======== Data to process

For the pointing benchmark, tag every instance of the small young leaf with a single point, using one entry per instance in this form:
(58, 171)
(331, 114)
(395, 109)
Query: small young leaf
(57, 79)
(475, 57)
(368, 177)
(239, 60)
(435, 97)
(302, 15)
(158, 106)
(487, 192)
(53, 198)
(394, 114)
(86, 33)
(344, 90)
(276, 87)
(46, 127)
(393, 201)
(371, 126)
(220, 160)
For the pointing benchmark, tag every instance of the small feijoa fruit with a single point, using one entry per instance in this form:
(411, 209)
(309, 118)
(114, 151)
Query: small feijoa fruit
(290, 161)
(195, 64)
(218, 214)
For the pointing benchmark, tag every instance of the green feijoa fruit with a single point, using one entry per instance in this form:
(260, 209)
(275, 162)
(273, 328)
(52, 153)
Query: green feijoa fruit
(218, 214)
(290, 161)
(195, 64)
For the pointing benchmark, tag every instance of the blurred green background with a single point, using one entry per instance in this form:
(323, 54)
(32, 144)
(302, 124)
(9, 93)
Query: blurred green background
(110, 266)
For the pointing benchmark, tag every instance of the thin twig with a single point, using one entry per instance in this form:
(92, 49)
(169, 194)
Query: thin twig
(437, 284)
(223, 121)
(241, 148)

================

Aim> Could you convert all the records above into a Markdown table with the columns Row and Line, giving each line its own numbered row and leaving out blank lines?

Result of this task>
| Row | Line |
|---|---|
| 1 | For the pointing benchmark, tag every instance of the small young leaf with a single point, using one entry per instance in this form: |
| 2 | (58, 171) |
| 3 | (331, 114) |
| 4 | (395, 109) |
| 5 | Query: small young leaf |
| 6 | (57, 79) |
| 7 | (475, 57) |
| 8 | (368, 177) |
| 9 | (239, 60) |
| 10 | (435, 97) |
| 11 | (302, 15) |
| 12 | (158, 106) |
| 13 | (487, 192) |
| 14 | (53, 198) |
| 15 | (394, 114) |
| 16 | (86, 33) |
| 17 | (344, 90) |
| 18 | (276, 87) |
| 19 | (46, 127) |
| 20 | (393, 201) |
| 21 | (371, 126) |
| 22 | (220, 160) |
| 23 | For the pointing benchmark, tag every instance of the small feijoa fruit with a single point, using one entry per instance in this form: |
| 24 | (411, 209) |
| 25 | (309, 118) |
| 26 | (114, 151) |
| 27 | Query: small feijoa fruit |
| 28 | (290, 161) |
| 29 | (195, 64) |
| 30 | (218, 214) |
| 31 | For the pointing benchmark, tag every instance of the green feijoa fruit with a single point, using one entry per instance in this form: |
| 32 | (260, 209) |
| 33 | (275, 162) |
| 34 | (273, 328) |
| 35 | (52, 153) |
| 36 | Query: green feijoa fruit |
| 37 | (218, 214) |
| 38 | (290, 161) |
| 39 | (195, 64) |
| 40 | For the pointing benchmark, tag every instance of the blurred green background with a single point, using one entry per instance in this form: |
| 41 | (323, 54) |
| 42 | (32, 144) |
| 43 | (302, 124) |
| 44 | (9, 93) |
| 45 | Query: blurred green background |
| 46 | (110, 266) |
| 47 | For the pointing benchmark, tag every instance of the thin twig with a single point, using one entry per instance in this form: |
| 48 | (92, 49) |
| 49 | (169, 194) |
| 50 | Query: thin twig |
| 51 | (437, 284) |
| 52 | (223, 121) |
| 53 | (241, 148) |